Start of MATERIAL SHOWN

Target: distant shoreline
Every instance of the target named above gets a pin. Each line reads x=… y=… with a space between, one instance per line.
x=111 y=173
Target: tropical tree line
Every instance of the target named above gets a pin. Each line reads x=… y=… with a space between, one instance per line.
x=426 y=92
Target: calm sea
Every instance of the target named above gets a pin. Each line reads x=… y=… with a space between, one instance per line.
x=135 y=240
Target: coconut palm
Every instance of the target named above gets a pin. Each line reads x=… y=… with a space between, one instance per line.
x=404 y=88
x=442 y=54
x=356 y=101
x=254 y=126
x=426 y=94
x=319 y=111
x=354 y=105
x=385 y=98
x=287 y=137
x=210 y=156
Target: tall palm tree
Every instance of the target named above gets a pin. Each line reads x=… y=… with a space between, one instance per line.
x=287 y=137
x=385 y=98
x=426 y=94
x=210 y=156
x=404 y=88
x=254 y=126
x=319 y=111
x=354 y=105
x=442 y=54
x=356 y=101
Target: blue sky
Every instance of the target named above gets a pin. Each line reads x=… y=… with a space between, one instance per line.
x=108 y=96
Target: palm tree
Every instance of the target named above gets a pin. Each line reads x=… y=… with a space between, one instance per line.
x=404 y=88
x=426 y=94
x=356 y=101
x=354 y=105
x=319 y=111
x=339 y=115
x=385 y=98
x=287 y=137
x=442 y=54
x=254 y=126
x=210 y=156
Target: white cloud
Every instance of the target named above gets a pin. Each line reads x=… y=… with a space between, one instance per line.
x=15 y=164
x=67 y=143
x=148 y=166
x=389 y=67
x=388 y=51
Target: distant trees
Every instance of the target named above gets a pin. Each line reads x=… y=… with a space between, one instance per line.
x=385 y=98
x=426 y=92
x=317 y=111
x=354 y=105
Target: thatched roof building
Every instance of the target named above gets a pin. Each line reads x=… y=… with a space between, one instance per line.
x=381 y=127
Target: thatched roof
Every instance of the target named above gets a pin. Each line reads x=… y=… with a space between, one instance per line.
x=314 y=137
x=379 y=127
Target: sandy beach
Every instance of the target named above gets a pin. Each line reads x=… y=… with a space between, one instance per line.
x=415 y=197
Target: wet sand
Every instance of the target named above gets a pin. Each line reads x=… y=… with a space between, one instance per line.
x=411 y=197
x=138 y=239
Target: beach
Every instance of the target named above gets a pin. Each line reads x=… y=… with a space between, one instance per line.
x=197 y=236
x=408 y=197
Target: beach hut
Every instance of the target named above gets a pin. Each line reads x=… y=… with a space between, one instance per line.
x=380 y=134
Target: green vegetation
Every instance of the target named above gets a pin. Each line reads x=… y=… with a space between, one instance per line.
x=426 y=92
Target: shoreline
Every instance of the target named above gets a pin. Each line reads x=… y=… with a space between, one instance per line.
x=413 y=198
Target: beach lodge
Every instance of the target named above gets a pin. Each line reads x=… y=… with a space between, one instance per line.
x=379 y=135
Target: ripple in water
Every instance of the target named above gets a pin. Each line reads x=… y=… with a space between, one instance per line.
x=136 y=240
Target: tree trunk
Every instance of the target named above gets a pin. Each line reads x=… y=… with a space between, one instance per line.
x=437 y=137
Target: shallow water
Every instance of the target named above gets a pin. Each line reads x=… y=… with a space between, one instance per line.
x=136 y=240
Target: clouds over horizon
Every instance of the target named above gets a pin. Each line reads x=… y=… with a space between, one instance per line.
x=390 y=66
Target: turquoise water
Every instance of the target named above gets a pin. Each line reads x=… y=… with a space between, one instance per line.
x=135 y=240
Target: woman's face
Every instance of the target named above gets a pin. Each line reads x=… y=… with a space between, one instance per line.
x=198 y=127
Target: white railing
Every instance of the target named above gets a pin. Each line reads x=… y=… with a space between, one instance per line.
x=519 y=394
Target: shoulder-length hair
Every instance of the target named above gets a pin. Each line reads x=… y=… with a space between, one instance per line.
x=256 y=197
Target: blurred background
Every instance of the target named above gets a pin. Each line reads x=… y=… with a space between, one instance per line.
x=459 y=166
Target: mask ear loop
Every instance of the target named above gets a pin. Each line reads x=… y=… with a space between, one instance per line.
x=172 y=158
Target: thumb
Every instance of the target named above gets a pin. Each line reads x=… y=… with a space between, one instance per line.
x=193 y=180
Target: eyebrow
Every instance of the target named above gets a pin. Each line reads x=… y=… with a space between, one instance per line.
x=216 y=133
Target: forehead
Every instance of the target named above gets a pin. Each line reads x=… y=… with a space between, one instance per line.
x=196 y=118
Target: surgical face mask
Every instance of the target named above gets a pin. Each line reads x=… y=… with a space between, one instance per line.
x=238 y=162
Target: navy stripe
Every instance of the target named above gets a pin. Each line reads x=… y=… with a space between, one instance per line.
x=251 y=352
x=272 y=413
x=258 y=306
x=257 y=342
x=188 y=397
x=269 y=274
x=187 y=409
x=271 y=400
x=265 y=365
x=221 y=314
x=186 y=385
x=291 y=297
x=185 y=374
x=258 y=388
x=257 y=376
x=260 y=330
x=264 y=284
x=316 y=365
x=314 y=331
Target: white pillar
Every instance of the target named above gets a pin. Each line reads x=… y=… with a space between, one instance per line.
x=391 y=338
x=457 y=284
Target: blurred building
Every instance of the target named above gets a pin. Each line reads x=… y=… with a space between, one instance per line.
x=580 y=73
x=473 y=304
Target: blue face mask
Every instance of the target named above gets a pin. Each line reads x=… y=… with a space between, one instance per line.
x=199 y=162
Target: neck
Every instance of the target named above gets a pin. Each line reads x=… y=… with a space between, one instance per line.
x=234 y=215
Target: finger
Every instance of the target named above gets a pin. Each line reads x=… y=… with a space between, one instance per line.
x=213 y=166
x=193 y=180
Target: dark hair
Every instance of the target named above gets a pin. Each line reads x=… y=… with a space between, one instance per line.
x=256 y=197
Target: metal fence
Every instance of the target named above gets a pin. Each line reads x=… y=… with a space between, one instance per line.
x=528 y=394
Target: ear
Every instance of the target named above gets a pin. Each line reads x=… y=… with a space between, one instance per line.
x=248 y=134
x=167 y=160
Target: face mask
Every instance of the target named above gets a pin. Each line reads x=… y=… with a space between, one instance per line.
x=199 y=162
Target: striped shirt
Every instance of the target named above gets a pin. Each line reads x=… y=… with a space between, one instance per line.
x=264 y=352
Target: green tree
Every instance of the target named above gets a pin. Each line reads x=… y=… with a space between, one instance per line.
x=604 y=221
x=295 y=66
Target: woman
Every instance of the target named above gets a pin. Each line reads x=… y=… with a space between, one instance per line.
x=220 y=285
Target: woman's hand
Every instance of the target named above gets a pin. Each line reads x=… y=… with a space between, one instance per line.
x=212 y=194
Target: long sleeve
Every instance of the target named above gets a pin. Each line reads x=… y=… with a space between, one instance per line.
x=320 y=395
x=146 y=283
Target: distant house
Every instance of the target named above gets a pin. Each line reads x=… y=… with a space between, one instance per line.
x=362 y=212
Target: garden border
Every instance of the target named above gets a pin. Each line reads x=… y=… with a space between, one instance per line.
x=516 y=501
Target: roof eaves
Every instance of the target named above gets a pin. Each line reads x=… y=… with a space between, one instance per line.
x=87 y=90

End of MATERIAL SHOWN

§ **TASK TO CARRY OUT**
Going back to the entries above, set down exactly the lines that begin at the one with "Target: tropical tree line" and end at the one with "Target: palm tree", both included, and nothing else.

§ **REPLY**
Target: tropical tree line
Every instance of the target named above gets a pin. Each line reads x=… y=… with a space between, one instance per line.
x=426 y=92
Target: calm sea
Every instance of the target named above gets a pin. Each line reads x=… y=… with a space between, one instance per line.
x=135 y=240
Target: coconut palm
Every instance of the target named above gets a pin. Each line reads x=… y=… with a space between, one instance per line.
x=404 y=88
x=442 y=54
x=356 y=101
x=254 y=126
x=426 y=94
x=319 y=111
x=354 y=105
x=385 y=98
x=287 y=137
x=210 y=156
Target: tall palm tree
Every instance of the target named above gets a pin. Each line reads x=… y=… with a space between, one instance per line.
x=287 y=137
x=385 y=98
x=426 y=94
x=210 y=156
x=404 y=88
x=254 y=126
x=319 y=111
x=354 y=105
x=442 y=54
x=356 y=101
Target: blue sky
Every instance of the target named above gets a pin. Each line reads x=… y=… with a space between, one instance per line.
x=108 y=96
Target: palm tree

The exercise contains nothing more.